TASKS TO COMPLETE:
1) In the court opinion on Saaed Moslem's appeal, why is the disposition not binding precedent? Answer in one to three sentences.
2) Write the next part of the court opinion on Saaed Moslem's appeal, starting after its final sentence.

TEXT SEGMENT:
⟨

U.S. Court of Appeals for the Third Circuit, 2024

Saaed Moslem v. Warden Fort Dix FCI

Saaed Moslem v. Warden Fort Dix FCI
U.S. Court of Appeals for the Third Circuit · Decided February 16, 2024

Saaed Moslem v. Warden Fort Dix FCI

Opinion

CLD-063 NOT PRECEDENTIAL UNITED STATES COURT OF APPEALS FOR THE THIRD CIRCUIT ___________ No. 23-2819 ___________ SAAED MOSLEM, Appellant v. WARDEN, F.C.I. FORT DIX ____________________________________ On Appeal from the United States District Court for the District of New Jersey (D.C. Civil Action No. 1:23-cv-06112) District Judge: Honorable Karen M. Williams ____________________________________ Submitted for Possible Summary Action Pursuant to Third Circuit LAR 27.4 and I.O.P. 10.6 January 25, 2024 Before: KRAUSE, FREEMAN, and SCIRICA, Circuit Judges (Opinion filed: February 16, 2024) _________ OPINION* _________ PER CURIAM Saaed Moslem, a federal prisoner currently incarcerated at FCI Fort Dix,

* This disposition is not an opinion of the full Court and pursuant to I.O.P. 5.7 does not constitute binding precedent. appeals from orders of the United States District Court for the District of New Jersey dismissing for lack of jurisdiction his petition under 28 U.S.C. § 2241 and denying his motion for reconsideration. We will summarily affirm.

⟩

GIVEN INFORMATION:
⟨

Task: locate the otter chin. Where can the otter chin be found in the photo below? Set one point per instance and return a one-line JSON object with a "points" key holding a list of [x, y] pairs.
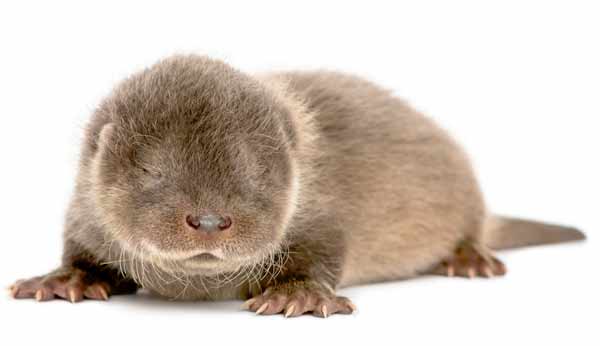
{"points": [[200, 181]]}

⟩

TASK-BY-TASK ANSWERS:
1) The disposition is not an opinion of the full Court. Under I.O.P. 5.7, it therefore does not constitute binding precedent.

2)
Moslem filed a § 2241 petition alleging that the Bureau of Prisons improperly based his “Custody and Classification score” on an alleged threat that he made to his sentencing judge. (ECF 1, at 2.) According to Moslem, an investigation “determined that [he] did not engage in any act of threatening anyone, much less the sentencing judge.” (Id. at 6.) He claimed that the classification score “prevent[ed] his transfer and housing at a lower (albeit appropriate) facility.” (Id. at 2.) Moslem sought an order directing the Bureau of Prisons to “remove the [Public Safety Factor] from [his] file, and immediately remove [him] from the present facility and transfer him to a facility [most] suitable.” (Id. at 7.) The District Court sua sponte dismissed the § 2241 petition for lack of jurisdiction without prejudice, holding that the claims were not cognizable in federal habeas. (ECF 4 & 5.) Moslem filed a motion for reconsideration (ECF 6), which the District Court denied. (ECF 7.) Moslem timely appealed.1 (ECF 8.)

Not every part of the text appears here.